Given problem ▸ Please rewrite the rows below, swapping "tree" for "shrub" and keeping everything else unchanged. Leave the pictures out.

Dataset extract ▸
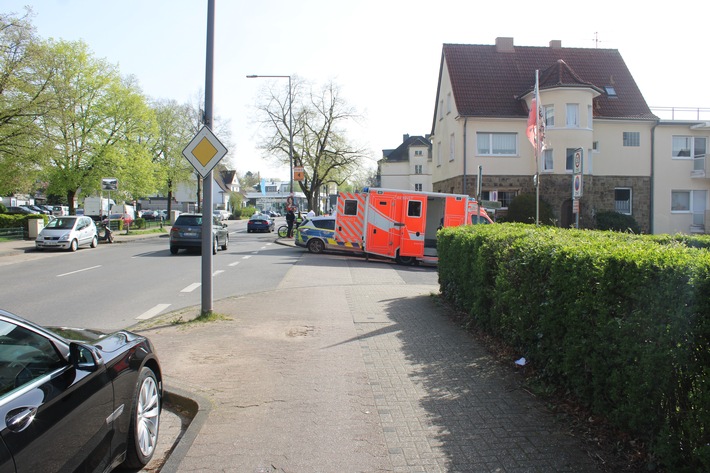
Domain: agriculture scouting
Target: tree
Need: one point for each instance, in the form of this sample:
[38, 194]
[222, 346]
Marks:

Correct response ▸
Domain: agriculture scouting
Target: shrub
Need: one point for each instance, in the form of this sample:
[38, 194]
[222, 346]
Marks:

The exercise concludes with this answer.